:: WHAT IS NEEDED ::
Go through the records below and return each line that has "gypsophila" in it.

Natural language region descriptions

+++

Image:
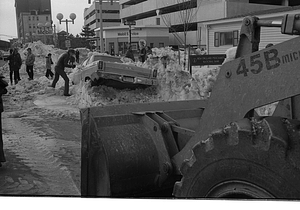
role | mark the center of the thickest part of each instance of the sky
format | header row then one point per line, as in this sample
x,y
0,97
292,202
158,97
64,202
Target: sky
x,y
8,24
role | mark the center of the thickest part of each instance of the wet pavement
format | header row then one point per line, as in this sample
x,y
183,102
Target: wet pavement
x,y
43,156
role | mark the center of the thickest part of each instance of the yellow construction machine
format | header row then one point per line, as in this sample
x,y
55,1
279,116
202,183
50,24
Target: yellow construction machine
x,y
216,148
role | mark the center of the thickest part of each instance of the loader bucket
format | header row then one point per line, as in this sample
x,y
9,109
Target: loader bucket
x,y
124,151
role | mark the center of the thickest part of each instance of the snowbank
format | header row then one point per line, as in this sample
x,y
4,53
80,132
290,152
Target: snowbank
x,y
175,82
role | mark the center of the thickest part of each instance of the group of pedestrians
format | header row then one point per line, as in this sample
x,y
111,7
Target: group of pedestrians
x,y
65,60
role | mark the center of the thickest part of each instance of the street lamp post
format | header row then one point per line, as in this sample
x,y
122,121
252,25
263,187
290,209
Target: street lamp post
x,y
60,17
31,36
44,29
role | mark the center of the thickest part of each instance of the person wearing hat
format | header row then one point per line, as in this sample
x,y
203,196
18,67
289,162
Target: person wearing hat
x,y
65,60
49,61
29,63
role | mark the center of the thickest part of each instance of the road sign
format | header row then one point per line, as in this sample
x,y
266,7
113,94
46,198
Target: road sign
x,y
132,22
68,43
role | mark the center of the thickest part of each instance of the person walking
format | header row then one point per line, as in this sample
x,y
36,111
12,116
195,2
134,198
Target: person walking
x,y
49,61
29,63
15,63
143,52
3,90
65,60
148,52
77,56
129,53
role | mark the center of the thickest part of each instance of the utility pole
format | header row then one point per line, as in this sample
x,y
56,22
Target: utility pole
x,y
101,27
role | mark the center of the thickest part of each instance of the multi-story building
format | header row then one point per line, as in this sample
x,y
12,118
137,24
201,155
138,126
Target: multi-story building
x,y
169,13
110,16
34,20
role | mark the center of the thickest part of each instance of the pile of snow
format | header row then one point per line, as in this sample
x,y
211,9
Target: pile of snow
x,y
174,80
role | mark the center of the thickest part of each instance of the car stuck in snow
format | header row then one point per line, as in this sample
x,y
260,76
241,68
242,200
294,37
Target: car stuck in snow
x,y
109,70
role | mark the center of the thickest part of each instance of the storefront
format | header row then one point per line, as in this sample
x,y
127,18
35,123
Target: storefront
x,y
117,38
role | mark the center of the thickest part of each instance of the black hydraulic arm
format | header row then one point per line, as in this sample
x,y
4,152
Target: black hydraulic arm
x,y
255,78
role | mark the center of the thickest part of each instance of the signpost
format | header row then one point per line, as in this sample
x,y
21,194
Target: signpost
x,y
130,23
204,60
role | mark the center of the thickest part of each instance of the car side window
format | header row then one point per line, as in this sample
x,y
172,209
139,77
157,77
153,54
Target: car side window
x,y
90,60
86,62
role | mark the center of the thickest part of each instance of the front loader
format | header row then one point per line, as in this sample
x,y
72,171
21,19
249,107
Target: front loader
x,y
216,148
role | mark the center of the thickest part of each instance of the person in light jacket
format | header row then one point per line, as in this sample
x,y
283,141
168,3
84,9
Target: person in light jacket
x,y
29,63
15,63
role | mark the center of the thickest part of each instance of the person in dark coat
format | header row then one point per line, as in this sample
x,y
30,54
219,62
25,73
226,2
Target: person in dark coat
x,y
15,63
3,90
77,56
148,52
49,61
29,63
143,52
129,53
65,60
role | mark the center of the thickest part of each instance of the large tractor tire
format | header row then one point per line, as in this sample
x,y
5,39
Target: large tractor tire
x,y
246,159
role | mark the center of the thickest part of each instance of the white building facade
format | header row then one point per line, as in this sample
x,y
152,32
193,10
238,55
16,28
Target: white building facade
x,y
156,12
35,26
110,16
216,30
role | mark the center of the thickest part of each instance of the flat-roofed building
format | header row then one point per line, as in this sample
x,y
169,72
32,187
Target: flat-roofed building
x,y
110,16
169,13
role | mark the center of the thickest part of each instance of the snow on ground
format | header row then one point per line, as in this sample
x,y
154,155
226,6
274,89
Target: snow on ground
x,y
175,83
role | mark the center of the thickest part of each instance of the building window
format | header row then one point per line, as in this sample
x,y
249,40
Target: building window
x,y
158,21
226,38
112,20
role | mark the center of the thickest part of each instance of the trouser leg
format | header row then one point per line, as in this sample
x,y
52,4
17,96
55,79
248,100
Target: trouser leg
x,y
31,72
11,76
66,78
56,77
16,76
27,70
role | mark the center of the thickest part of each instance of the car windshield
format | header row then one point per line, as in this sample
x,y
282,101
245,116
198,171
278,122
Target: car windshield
x,y
107,58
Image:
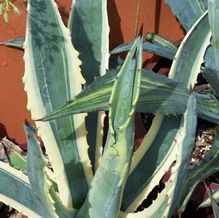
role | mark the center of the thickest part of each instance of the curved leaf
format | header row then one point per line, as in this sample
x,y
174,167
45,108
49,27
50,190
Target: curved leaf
x,y
111,175
89,27
52,77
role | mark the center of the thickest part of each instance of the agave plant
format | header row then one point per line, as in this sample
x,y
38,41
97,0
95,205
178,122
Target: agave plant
x,y
78,176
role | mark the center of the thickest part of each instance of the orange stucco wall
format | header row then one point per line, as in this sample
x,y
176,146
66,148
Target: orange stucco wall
x,y
154,15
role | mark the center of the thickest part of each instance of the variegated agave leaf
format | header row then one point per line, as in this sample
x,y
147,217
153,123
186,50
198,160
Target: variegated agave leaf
x,y
15,43
154,48
111,175
158,94
16,191
52,77
41,185
157,146
179,154
89,27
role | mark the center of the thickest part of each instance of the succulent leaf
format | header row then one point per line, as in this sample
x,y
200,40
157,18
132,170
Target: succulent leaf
x,y
41,184
157,49
112,173
89,28
52,77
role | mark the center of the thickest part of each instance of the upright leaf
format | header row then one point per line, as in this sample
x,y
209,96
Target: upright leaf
x,y
52,77
90,36
185,69
111,175
41,184
15,191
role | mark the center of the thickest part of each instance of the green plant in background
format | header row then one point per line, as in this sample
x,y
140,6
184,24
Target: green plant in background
x,y
76,180
6,6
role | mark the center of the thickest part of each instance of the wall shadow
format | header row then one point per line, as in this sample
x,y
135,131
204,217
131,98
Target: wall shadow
x,y
3,131
115,35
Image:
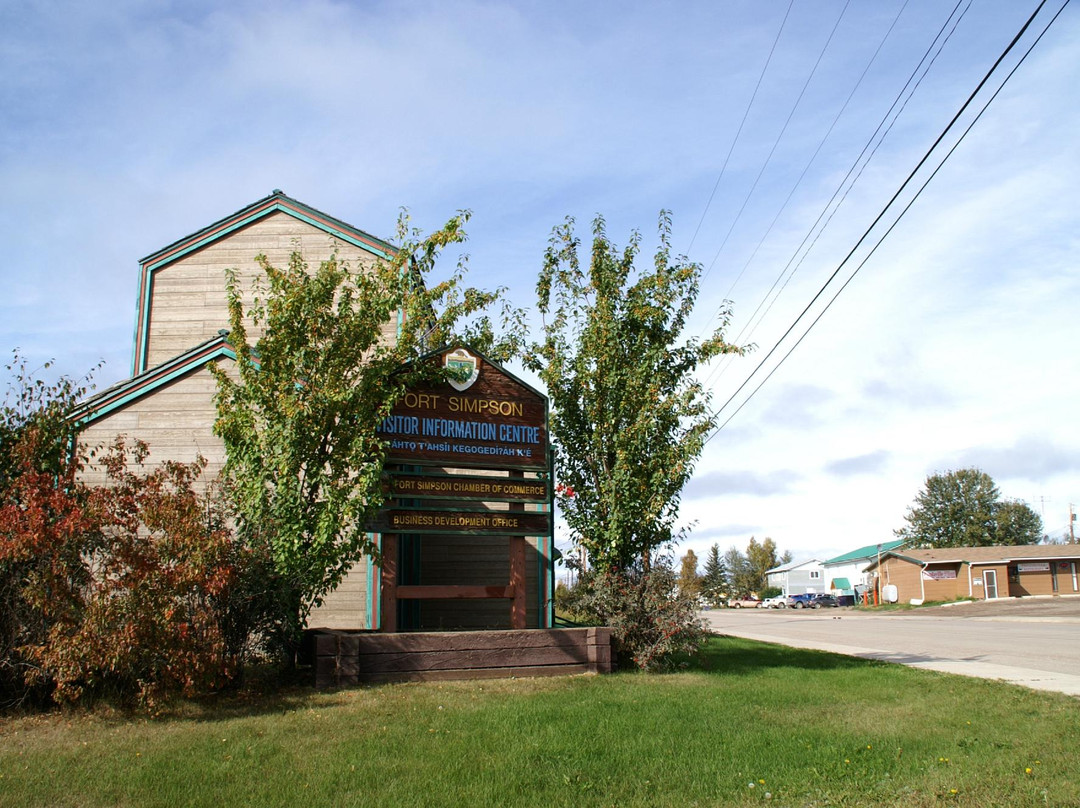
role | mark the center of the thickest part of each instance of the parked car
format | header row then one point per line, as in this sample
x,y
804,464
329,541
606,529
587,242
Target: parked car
x,y
743,603
799,602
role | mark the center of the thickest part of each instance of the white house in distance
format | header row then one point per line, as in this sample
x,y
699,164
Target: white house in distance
x,y
797,578
846,575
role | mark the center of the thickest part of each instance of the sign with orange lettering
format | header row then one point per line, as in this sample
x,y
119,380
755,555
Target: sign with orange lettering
x,y
481,417
451,486
496,523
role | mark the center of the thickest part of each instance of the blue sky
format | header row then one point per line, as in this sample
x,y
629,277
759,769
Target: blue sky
x,y
126,125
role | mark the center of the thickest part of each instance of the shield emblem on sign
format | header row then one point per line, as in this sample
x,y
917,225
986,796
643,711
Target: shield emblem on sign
x,y
463,366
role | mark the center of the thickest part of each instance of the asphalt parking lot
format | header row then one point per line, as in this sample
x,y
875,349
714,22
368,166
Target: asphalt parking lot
x,y
1030,642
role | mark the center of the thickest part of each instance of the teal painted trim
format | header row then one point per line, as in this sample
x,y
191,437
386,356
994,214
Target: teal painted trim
x,y
138,363
255,216
368,590
138,320
183,369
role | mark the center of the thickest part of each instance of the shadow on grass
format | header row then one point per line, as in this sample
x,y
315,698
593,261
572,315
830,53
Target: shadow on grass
x,y
733,656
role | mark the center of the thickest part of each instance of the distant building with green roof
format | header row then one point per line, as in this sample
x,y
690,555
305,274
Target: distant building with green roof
x,y
846,575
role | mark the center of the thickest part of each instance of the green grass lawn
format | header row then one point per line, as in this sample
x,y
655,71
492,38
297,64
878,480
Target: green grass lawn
x,y
750,725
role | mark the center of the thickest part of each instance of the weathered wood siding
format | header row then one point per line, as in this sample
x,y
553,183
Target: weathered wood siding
x,y
480,561
187,297
347,606
348,658
176,421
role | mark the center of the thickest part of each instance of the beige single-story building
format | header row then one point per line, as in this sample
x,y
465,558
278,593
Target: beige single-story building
x,y
983,573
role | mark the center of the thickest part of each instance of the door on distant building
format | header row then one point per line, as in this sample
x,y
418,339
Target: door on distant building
x,y
990,583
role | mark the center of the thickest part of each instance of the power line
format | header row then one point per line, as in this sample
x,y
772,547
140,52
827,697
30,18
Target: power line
x,y
741,124
902,102
886,209
772,151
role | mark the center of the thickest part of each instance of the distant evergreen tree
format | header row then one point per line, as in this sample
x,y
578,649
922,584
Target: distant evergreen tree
x,y
714,581
689,581
738,573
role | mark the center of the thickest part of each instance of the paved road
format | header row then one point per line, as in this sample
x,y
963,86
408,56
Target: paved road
x,y
1035,643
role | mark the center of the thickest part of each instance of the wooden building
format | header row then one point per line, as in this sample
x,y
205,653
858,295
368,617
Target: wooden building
x,y
983,573
167,402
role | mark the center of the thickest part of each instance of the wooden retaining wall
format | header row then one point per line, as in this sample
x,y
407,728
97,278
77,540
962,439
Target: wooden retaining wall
x,y
349,657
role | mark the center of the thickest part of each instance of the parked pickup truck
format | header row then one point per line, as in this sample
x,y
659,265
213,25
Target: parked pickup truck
x,y
743,603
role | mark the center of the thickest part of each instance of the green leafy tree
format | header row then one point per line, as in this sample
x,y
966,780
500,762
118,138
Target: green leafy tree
x,y
1016,523
629,419
299,418
714,579
963,508
760,557
689,580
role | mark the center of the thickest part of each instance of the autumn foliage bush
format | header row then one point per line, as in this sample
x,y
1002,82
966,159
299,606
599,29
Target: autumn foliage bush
x,y
652,623
134,590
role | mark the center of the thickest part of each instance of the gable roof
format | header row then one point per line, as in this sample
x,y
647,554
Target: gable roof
x,y
275,202
994,554
124,392
869,551
792,565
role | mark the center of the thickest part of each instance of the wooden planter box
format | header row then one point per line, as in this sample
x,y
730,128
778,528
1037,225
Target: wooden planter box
x,y
350,657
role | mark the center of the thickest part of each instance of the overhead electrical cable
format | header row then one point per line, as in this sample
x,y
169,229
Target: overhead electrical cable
x,y
855,169
907,206
772,151
742,123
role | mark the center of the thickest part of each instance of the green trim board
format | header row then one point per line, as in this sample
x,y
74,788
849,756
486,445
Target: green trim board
x,y
277,202
461,521
472,487
123,393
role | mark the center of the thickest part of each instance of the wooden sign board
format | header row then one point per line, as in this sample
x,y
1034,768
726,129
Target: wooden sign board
x,y
487,419
493,523
455,486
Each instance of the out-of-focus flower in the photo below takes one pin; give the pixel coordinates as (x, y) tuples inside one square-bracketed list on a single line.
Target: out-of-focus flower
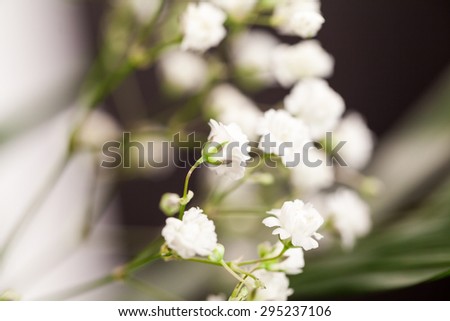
[(216, 297), (303, 60), (276, 286), (229, 105), (202, 26), (317, 104), (349, 214), (237, 9), (313, 173), (144, 10), (296, 221), (358, 138), (193, 235), (298, 17), (98, 129), (183, 70), (230, 150), (251, 52), (292, 261), (283, 135)]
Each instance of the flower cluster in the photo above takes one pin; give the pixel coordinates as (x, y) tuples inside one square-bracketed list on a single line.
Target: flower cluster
[(295, 132)]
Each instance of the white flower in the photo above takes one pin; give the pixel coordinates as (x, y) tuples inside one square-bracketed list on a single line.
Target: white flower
[(232, 145), (237, 9), (193, 235), (144, 10), (276, 286), (293, 261), (186, 71), (251, 52), (317, 104), (283, 135), (298, 17), (202, 26), (296, 221), (303, 60), (349, 214), (229, 105), (358, 138), (313, 173)]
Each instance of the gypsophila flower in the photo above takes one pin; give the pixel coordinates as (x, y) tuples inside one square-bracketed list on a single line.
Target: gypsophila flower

+++

:: SOLUTION TO THE PROBLEM ::
Each instance of the gypsophila flower in the photo above takes one pin; give the pixel coordinates as (x, y) tuples inside one square-bracketed list on a single line.
Target: gypsophila flower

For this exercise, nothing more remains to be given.